══ Entries provided ══

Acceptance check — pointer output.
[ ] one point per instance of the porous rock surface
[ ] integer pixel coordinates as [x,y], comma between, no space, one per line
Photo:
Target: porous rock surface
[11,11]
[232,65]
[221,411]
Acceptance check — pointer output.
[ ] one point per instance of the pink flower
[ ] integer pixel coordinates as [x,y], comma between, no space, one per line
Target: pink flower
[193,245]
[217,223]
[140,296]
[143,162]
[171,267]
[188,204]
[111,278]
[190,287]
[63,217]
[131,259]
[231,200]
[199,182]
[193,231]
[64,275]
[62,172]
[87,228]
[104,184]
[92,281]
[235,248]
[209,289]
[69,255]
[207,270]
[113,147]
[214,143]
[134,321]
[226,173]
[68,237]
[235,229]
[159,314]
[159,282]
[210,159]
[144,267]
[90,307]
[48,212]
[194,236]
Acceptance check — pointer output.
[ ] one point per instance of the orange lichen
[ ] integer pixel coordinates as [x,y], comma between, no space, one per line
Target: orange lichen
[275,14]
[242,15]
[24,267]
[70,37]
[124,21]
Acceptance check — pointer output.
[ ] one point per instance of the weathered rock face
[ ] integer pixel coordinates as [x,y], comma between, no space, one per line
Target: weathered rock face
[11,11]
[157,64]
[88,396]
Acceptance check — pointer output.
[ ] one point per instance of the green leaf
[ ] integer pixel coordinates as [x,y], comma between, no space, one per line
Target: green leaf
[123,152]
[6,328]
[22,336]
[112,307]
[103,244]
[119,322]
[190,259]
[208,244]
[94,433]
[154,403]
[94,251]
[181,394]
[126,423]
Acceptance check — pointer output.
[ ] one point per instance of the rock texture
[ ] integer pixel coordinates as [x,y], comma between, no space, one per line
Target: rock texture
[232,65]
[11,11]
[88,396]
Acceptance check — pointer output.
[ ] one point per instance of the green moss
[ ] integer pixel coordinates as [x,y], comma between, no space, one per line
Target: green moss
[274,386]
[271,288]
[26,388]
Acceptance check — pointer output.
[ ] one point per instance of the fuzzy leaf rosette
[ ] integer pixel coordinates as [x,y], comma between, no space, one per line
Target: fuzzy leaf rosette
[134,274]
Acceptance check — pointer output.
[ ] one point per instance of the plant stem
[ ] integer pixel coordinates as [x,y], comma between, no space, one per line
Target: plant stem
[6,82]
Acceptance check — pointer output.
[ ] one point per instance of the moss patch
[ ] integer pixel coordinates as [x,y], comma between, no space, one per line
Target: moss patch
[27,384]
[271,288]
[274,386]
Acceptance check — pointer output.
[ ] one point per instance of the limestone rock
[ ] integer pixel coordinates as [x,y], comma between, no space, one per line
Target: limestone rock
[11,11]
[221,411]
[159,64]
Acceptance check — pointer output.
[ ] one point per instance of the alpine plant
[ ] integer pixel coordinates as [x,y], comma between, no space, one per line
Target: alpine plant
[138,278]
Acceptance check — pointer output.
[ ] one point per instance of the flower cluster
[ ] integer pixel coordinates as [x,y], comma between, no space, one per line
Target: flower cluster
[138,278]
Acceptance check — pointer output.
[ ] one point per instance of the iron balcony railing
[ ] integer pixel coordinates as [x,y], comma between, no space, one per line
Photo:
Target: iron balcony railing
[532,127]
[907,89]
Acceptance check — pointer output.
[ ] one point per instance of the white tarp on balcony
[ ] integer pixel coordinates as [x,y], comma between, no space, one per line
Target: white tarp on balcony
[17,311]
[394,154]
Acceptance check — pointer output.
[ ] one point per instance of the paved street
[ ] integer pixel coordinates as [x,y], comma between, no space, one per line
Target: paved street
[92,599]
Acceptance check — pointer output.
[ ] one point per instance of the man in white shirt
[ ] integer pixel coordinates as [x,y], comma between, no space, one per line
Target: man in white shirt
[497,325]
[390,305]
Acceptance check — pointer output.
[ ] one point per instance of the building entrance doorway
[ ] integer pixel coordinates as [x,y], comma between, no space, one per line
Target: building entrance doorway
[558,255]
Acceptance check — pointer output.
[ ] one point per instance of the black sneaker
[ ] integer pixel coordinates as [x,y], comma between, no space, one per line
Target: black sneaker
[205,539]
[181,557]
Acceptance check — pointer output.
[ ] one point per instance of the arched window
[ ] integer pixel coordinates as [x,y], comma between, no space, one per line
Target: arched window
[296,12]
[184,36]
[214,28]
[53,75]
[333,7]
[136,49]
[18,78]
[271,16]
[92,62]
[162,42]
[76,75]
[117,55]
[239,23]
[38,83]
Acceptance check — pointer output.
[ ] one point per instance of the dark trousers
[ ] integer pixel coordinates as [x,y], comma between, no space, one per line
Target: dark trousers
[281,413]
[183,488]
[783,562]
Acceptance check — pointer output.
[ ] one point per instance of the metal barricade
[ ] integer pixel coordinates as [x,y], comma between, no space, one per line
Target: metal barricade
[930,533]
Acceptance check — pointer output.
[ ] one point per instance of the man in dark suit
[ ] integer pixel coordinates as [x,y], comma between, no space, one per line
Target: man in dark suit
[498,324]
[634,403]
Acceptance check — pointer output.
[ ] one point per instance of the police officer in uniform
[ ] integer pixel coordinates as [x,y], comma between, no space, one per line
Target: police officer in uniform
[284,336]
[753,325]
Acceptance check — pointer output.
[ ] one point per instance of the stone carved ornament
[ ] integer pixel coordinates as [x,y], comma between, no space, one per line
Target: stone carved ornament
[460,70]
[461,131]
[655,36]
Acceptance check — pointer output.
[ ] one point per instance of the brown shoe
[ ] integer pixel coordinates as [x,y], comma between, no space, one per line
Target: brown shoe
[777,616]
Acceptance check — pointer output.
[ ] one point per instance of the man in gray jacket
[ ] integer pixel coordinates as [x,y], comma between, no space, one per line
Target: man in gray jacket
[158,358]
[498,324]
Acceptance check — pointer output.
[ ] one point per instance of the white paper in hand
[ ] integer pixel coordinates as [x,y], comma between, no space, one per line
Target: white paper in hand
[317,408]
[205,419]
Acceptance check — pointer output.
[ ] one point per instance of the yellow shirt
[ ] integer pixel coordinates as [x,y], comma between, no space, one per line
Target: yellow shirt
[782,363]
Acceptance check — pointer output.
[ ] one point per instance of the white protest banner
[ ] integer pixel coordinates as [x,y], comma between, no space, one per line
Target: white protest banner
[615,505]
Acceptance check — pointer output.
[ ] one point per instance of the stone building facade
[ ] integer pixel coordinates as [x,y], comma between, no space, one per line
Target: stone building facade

═══

- [What to do] Repeat the data verbatim.

- [Answer to the exercise]
Acceptance check — pointer output.
[ ] one point per instance of the porous rock surface
[ ] integer pixel coordinates as [x,y], comma between, no space, one per line
Photo:
Target: porous rock surface
[11,11]
[232,65]
[221,411]
Acceptance check — pointer output.
[ ] one point per instance of the pink flower
[ ] integer pixel coordinates as [x,y], comma between, no space, one per line
Target: pink flower
[193,245]
[217,223]
[140,296]
[143,162]
[171,267]
[188,204]
[111,278]
[190,287]
[63,217]
[131,259]
[231,200]
[199,182]
[193,231]
[64,275]
[62,172]
[87,228]
[104,184]
[92,281]
[235,248]
[209,289]
[69,255]
[207,270]
[113,147]
[214,143]
[134,321]
[226,173]
[68,237]
[235,229]
[159,314]
[159,282]
[210,159]
[144,267]
[90,307]
[48,212]
[194,236]
Acceptance check — pointer output.
[ ] one point per instance of the orange lichen
[ ] integer pixel coordinates as [x,y], comma between, no space, one per line
Target: orange lichen
[275,14]
[242,15]
[24,267]
[70,37]
[124,21]
Acceptance check — pointer output.
[ ] one point per instance of the weathered rock face
[ ] integer pixel coordinates as [x,y], comma between, no space, one per line
Target: weathered rock face
[11,11]
[157,64]
[88,396]
Acceptance check — pointer output.
[ ] one point per instance of the green leaf
[ ] integer pixel coordinates as [x,y], comma between, no space, one per line
Target: green leaf
[123,152]
[6,328]
[22,336]
[112,307]
[103,244]
[119,322]
[190,259]
[208,244]
[94,433]
[154,403]
[94,251]
[181,394]
[126,423]
Acceptance check — pointer output.
[ ] one point per instance of the rock texture
[ ] integer pixel coordinates as [x,y], comma between, no space, one per line
Target: rock texture
[232,65]
[11,11]
[88,396]
Acceptance check — pointer output.
[ ] one point per instance of the green moss
[ ] integer pixel coordinates as [x,y], comma between, no space, one per line
Target: green moss
[274,386]
[271,288]
[26,388]
Acceptance check — pointer output.
[ ] one point per instance of the fuzzy leaf rosette
[ ] integer pixel coordinates as [x,y], comma between, no space, one per line
Target: fuzzy leaf rosette
[134,274]
Acceptance check — pointer output.
[ ] one point per instance of the plant stem
[ ] integer pixel coordinates as [x,y], comma between, no space, one per line
Target: plant stem
[6,82]
Acceptance check — pointer output.
[ ] one point per instance of the moss patch
[ ] integer pixel coordinates as [x,y], comma between, no space, one per line
Target: moss patch
[27,384]
[271,288]
[274,386]
Acceptance check — pointer output.
[ ] one point per instance of the limestone rock
[ ] integer pixel coordinates as [x,y], comma between, no space, one per line
Target: limestone rock
[11,11]
[221,411]
[159,64]
Acceptance check — pointer output.
[ ] one point per instance of the alpine plant
[ ] integer pixel coordinates as [x,y], comma between, no space, one per line
Target: alpine plant
[138,278]
Acceptance check — pointer output.
[ ] one point per instance of the flower cluster
[ ] integer pixel coordinates as [x,y], comma between, no space, one per line
Target: flower cluster
[138,278]
Acceptance check — pointer output.
[ ] one point per instance of the iron balcony railing
[ ] integer pixel coordinates as [x,y], comma between, no space, one per line
Photo:
Target: iron balcony railing
[532,127]
[907,89]
Acceptance check — pointer output.
[ ] one point per instance of the white tarp on balcony
[ ] integer pixel coordinates as [x,y], comma between, no space, one per line
Target: white tarp on balcony
[17,311]
[394,154]
Acceptance check — pointer output.
[ ] one point per instance of the paved street
[ ] integer pixel coordinates as [x,y], comma between, no space, one per line
Target: paved street
[92,599]
Acceptance check — pointer output.
[ ] one point per instance of the man in white shirt
[ ] integer pixel coordinates as [x,y], comma between, no space, one per line
Target: man in white shirt
[497,325]
[390,305]
Acceptance check — pointer output.
[ ] one point per instance of the building entrance doorway
[ ] integer pixel coordinates as [x,y], comma between, no space, one per line
Target: building entrance doorway
[558,255]
Acceptance check — pointer output.
[ ] one point per instance of the black sneaker
[ ] integer pixel coordinates as [x,y], comma between, no space, one per line
Target: black sneaker
[205,539]
[181,557]
Acceptance check — pointer output.
[ ] one point per instance of the arched window
[ ] integer pixel coordinates as [x,y], comma between, no space, one per line
Target: arched window
[296,12]
[184,36]
[214,28]
[53,75]
[333,7]
[136,49]
[18,78]
[271,16]
[92,62]
[162,42]
[76,75]
[117,55]
[239,23]
[38,83]
Acceptance check — pointer output.
[ ] one point per instance of the dark trousers
[ ] integer pixel coordinates as [x,y], comma between, no space, one per line
Target: dark trousers
[281,413]
[183,488]
[783,562]
Acceptance check — pointer output.
[ ] one point per instance of the metal barricade
[ ] integer pixel coordinates as [x,y], comma between, no space, one per line
Target: metal barricade
[930,533]
Acceptance check — pointer output.
[ ] one point per instance of the man in dark suit
[ ] integer pixel coordinates as [x,y], comma between, no space, one per line
Target: man in dark suit
[498,324]
[634,403]
Acceptance check — pointer output.
[ ] one point per instance of the police officer in uniform
[ ] integer pixel coordinates as [x,y], comma between, no space, one per line
Target: police officer in uniform
[284,336]
[753,325]
Acceptance check — pointer output.
[ ] one point per instance of the stone carved ornament
[ ] integer pixel coordinates as [x,y], comma between, no space, one per line
Target: stone carved ornament
[460,70]
[461,131]
[655,36]
Acceptance check — pointer output.
[ ] one point per instance of the brown shoe
[ ] integer pixel coordinates as [x,y], comma between, no space, one per line
Target: brown shoe
[777,616]
Acceptance check — pointer output.
[ ] one point per instance of the man in gray jacket
[ ] integer pixel coordinates as [x,y], comma between, no space, one per line
Target: man in gray jacket
[158,358]
[498,324]
Acceptance check — pointer output.
[ ] one point per instance of the white paper in hand
[ ] integer pixel coordinates as [x,y], comma between, no space, one per line
Target: white paper in hand
[317,408]
[205,419]
Acceptance check — pointer output.
[ ] one point per instance of the yellow shirt
[ ] integer pixel coordinates as [x,y], comma between, no space, one per line
Target: yellow shirt
[782,363]
Acceptance check — pointer output.
[ ] one point per instance of the white protest banner
[ ] integer pixel coordinates as [x,y], comma between, no space, one per line
Target: white protest banner
[615,505]
Acceptance check — pointer output.
[ ] one point per instance of the stone building facade
[ ] integer pixel coordinates as [x,y], comma between, no space, one per line
Target: stone building facade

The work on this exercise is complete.